EXERCISE DESCRIPTION:
Please print, word for word, every line from the one that contains "Target: man's hand" through the last line of the records, and nothing else.

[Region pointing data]
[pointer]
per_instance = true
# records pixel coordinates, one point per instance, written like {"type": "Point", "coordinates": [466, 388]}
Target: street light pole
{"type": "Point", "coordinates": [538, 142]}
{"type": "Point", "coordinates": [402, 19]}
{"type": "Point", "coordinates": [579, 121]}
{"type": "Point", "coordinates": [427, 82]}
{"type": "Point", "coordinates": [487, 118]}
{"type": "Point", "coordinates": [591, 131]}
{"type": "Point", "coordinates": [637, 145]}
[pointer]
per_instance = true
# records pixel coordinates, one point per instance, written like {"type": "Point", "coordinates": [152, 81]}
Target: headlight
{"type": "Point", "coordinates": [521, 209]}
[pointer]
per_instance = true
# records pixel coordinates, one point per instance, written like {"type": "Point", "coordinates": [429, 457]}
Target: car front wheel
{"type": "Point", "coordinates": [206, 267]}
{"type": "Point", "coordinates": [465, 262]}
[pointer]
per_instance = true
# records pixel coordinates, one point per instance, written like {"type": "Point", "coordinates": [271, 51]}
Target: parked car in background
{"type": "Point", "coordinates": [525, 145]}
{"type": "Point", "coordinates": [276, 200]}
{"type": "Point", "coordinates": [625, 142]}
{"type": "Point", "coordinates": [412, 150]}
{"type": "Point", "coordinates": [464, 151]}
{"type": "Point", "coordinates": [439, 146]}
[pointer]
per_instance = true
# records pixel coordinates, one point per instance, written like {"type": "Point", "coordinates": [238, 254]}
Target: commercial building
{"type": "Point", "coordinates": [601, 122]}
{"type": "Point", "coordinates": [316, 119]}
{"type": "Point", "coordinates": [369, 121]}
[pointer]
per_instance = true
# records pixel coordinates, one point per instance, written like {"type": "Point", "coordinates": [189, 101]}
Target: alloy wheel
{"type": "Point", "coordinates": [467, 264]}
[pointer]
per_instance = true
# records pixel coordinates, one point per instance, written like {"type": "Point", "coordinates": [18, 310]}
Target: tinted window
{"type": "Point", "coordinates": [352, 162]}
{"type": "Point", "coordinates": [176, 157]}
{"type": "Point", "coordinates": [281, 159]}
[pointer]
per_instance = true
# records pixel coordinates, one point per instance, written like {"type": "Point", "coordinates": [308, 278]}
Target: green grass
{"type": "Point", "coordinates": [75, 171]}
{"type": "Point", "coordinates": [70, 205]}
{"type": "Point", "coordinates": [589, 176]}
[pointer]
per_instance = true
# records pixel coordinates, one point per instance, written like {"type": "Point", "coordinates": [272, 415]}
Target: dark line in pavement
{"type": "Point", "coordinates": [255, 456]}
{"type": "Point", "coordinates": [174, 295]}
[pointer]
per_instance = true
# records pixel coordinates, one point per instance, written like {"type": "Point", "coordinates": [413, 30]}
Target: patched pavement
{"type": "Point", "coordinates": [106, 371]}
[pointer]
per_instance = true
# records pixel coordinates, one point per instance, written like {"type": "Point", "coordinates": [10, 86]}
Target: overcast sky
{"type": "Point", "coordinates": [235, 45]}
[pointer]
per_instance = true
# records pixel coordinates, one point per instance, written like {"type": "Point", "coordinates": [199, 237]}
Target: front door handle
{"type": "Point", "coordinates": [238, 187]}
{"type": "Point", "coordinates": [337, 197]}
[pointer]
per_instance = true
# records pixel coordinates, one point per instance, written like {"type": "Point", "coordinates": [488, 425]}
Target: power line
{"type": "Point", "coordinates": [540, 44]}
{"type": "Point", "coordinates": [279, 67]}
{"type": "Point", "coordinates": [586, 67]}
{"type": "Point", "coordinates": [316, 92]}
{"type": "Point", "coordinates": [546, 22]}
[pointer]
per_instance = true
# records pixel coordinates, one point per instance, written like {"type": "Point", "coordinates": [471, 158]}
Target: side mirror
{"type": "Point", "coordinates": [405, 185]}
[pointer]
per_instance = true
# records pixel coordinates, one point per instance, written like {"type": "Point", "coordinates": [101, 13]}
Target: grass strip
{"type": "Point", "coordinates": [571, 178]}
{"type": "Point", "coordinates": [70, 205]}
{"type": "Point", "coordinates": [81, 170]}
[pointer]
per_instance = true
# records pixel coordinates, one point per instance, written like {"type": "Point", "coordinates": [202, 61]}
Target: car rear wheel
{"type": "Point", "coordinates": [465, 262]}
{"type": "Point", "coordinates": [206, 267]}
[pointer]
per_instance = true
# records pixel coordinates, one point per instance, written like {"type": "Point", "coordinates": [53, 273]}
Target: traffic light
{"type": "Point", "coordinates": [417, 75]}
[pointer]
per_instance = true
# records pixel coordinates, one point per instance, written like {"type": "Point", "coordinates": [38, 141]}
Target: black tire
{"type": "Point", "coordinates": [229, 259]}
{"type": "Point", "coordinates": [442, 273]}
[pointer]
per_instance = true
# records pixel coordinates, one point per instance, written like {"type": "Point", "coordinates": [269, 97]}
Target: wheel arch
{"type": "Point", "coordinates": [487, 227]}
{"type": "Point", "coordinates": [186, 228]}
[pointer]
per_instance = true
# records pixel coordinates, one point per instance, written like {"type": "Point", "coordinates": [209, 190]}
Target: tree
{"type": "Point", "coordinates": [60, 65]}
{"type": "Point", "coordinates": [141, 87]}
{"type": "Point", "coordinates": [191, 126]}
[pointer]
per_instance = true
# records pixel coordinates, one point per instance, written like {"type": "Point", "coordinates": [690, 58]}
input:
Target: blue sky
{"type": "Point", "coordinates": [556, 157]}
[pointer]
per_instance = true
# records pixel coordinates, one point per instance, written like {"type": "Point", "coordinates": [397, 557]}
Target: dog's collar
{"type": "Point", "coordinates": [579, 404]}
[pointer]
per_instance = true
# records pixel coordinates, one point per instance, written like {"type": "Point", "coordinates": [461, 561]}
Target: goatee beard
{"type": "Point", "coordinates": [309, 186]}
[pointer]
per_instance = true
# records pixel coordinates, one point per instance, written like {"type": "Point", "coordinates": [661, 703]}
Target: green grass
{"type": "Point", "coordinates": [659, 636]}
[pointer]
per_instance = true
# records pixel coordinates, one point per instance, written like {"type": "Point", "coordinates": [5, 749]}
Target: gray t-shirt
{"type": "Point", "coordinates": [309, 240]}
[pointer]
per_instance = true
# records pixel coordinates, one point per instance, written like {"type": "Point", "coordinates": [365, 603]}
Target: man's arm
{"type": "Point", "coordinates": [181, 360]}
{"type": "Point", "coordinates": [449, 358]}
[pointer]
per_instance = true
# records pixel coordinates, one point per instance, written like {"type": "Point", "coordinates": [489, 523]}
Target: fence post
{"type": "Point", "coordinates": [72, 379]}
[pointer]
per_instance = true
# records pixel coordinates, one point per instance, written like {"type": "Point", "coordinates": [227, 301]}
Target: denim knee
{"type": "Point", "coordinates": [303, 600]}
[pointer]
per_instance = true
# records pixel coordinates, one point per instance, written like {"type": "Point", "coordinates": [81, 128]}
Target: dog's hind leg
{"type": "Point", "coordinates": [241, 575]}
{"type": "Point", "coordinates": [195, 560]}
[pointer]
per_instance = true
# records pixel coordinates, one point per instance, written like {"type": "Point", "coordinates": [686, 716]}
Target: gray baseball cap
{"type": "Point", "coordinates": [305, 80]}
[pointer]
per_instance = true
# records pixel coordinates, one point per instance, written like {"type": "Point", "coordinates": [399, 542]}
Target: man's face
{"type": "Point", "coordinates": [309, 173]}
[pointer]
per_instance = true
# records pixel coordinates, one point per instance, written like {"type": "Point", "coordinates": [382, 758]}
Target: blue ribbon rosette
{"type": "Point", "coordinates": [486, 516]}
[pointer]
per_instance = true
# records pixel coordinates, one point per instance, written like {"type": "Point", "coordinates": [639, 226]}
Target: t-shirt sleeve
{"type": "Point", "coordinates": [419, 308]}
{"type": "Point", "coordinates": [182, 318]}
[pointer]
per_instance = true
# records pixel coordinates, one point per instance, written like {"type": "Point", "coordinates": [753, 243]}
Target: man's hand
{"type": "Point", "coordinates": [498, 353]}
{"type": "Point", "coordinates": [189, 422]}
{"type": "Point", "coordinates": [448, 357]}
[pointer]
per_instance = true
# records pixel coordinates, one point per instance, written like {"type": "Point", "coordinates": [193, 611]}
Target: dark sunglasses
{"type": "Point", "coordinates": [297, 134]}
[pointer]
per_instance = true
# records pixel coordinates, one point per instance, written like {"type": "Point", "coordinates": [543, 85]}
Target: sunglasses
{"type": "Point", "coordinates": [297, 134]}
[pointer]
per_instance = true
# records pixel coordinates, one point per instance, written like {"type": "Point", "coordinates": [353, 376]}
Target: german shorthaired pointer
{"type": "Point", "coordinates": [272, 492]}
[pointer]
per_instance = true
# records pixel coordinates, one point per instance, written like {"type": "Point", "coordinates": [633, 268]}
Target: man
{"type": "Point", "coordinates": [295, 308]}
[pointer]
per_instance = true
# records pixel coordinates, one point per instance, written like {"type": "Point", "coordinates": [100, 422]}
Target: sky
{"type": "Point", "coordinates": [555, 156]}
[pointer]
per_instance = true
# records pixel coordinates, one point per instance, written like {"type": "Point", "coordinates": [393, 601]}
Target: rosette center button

WRITTEN ANSWER:
Target: man's hand
{"type": "Point", "coordinates": [498, 353]}
{"type": "Point", "coordinates": [189, 422]}
{"type": "Point", "coordinates": [448, 357]}
[pointer]
per_instance = true
# records pixel coordinates, one point per instance, written like {"type": "Point", "coordinates": [193, 611]}
Target: dark sunglasses
{"type": "Point", "coordinates": [297, 134]}
[pointer]
per_instance = true
# records pixel coordinates, one point per instance, written like {"type": "Point", "coordinates": [543, 85]}
Target: sunglasses
{"type": "Point", "coordinates": [297, 134]}
[pointer]
per_instance = true
# records pixel coordinates, one point per instance, written like {"type": "Point", "coordinates": [353, 376]}
Target: german shorthaired pointer
{"type": "Point", "coordinates": [272, 492]}
[pointer]
per_instance = true
# records pixel coordinates, one point per instance, written like {"type": "Point", "coordinates": [633, 268]}
Target: man
{"type": "Point", "coordinates": [295, 308]}
[pointer]
per_instance = true
# records pixel coordinates, one point per instance, written like {"type": "Point", "coordinates": [100, 422]}
Target: sky
{"type": "Point", "coordinates": [555, 156]}
[pointer]
per_instance = true
# records pixel coordinates, one point per instance, written like {"type": "Point", "coordinates": [393, 601]}
Target: rosette center button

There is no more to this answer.